- Exercises to complete
A) Using the LoRA re-implementation README below, explain in one to three sentences why the project was carried out.
B) Continue the LoRA re-implementation README below from its last sentence.

- Text section
····················

LoRA Re-Implementation: Low-Rank Adaptation of Large Language Models

Introduction

This GitHub repository contains a re-implementation of the paper "LoRA: Low-Rank Adaptation of Large Language Models" by Hu et al. (2021). This project was completed as part of a course assignment to explore parameter-efficient fine-tuning strategies. We focus on reproducing the core idea: introducing low-rank trainable updates to frozen pretrained weights.

Chosen Result

We reproduced the results presented in Table 2 of the paper, specifically for the GLUE tasks SST-2, MRPC, and QQP using RoBERTa-base, which highlights that LoRA achieves comparable performance to full fine-tuning using significantly fewer trainable parameters. Our implementation focuses on re-creating the LoRA module for linear layers and testing it on these text classification tasks.

We also reproduced the results presented in Table 6 of the paper, specifically for the GLUE task MNLI, which highlights the effect of rank r on model performance, while adapting the combination of weight types. In our implementation, we used RoBERTa-base instead of GPT-3.

····················

- Entries shown

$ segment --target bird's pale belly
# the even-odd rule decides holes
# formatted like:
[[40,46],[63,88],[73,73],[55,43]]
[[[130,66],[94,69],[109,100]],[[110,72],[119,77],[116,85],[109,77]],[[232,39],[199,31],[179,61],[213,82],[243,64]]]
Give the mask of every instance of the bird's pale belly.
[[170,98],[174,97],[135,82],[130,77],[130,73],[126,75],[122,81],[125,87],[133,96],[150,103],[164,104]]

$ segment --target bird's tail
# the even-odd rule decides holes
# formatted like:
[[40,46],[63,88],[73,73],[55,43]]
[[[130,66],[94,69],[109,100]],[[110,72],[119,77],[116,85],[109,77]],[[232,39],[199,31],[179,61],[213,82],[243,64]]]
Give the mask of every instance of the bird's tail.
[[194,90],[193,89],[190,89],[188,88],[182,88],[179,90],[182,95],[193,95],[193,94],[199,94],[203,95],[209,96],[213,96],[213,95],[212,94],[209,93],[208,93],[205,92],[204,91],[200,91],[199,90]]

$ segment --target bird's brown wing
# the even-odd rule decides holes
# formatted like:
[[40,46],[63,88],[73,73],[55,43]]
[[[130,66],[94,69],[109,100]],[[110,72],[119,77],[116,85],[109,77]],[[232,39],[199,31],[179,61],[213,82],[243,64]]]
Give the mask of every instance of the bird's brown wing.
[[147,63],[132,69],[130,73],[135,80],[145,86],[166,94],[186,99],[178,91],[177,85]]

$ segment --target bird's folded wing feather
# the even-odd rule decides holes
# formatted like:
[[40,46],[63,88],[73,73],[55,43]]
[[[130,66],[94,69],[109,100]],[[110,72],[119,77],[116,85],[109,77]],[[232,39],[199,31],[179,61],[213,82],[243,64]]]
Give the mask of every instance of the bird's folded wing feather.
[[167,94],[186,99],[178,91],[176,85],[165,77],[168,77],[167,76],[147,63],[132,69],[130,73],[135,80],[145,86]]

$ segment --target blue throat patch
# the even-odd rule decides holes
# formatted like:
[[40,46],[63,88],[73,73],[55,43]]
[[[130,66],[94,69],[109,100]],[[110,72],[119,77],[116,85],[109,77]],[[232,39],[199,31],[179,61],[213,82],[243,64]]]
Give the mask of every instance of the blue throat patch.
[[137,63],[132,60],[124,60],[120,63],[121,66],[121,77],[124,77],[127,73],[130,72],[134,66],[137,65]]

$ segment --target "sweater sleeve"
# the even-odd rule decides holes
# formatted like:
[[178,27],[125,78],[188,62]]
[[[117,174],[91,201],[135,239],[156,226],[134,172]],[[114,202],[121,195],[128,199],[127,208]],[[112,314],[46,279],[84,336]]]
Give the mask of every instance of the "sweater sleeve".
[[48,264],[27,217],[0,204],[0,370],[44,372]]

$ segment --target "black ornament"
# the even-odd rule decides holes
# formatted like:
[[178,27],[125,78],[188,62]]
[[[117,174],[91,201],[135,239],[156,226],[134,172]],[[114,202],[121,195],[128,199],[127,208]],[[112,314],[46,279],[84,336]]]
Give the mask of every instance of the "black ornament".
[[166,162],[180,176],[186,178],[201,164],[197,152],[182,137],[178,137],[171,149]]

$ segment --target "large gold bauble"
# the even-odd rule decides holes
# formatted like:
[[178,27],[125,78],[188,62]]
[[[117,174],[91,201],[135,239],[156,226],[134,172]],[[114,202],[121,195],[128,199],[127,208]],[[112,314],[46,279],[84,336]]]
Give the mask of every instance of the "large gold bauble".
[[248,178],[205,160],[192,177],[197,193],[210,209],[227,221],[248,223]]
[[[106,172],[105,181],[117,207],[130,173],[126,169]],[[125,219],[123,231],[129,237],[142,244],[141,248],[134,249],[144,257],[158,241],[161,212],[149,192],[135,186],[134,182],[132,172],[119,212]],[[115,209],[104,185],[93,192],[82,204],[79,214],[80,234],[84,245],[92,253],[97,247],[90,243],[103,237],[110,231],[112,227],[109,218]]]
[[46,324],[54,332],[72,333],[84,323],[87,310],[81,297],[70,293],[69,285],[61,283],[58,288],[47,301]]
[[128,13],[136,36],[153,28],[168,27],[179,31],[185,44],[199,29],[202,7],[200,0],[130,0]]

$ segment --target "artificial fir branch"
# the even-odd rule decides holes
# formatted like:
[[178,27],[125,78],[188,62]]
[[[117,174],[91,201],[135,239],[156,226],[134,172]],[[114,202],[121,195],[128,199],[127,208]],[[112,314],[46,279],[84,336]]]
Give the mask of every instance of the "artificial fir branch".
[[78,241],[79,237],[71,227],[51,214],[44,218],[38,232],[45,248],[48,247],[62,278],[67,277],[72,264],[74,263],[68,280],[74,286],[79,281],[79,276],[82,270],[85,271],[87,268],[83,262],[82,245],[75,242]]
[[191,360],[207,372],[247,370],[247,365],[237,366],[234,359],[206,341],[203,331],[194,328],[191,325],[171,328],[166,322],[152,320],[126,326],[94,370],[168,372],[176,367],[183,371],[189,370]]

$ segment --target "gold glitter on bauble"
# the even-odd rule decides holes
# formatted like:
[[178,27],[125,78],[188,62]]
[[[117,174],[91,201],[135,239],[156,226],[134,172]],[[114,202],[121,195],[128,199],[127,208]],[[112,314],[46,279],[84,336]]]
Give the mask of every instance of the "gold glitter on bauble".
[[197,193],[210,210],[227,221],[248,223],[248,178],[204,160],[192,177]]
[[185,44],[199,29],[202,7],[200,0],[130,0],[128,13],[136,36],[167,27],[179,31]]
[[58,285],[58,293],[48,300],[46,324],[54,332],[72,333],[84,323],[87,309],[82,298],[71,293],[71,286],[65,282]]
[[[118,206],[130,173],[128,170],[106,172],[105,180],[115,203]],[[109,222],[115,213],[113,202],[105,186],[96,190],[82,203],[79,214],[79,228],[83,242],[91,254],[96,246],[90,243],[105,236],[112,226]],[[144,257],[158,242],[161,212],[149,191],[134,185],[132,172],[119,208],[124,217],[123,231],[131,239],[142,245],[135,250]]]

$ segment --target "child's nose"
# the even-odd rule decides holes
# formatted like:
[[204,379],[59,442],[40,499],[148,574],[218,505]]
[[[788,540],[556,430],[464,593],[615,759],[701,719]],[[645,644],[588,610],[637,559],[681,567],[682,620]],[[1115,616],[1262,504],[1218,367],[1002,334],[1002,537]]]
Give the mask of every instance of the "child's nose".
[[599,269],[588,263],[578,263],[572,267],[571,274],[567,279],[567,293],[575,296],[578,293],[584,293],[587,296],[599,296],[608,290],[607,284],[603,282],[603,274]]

····················

- Expected results
A) The project was done for a course assignment. Its aim was to explore parameter-efficient fine-tuning strategies by reproducing the core idea of LoRA, which adds low-rank trainable updates to frozen pretrained weights.

B)
GitHub Contents


├── code/lora.py           # LoRA injection logic
├── code/transformer.py    # RoBERTa model integration with LoRA
├── code/train_lora.py     # Main training script
├── code/sweep.py          # 5 seed sweep launcher for getting comparable Table 2 results
├── requirements.txt       # Required dependencies
└── results/               # Folders with output csv files with accuracies, f1, precision and recall scores

Re-implementation Details

We use Huggingface Transformers with PyTorch to re-implement LoRA on RoBERTa-base. Datasets (SST-2, MRPC, QQP) are loaded from the GLUE benchmark via datasets. Due to compute constraints, all tasks were trained for 3 epochs (vs. 60 in paper for SST-2) and with max sequence length = 128 (vs. 512 in the paper). LoRA injection was done through a custom patch_model_with_lora method. We have also implemented weight type as a training hyperparameter.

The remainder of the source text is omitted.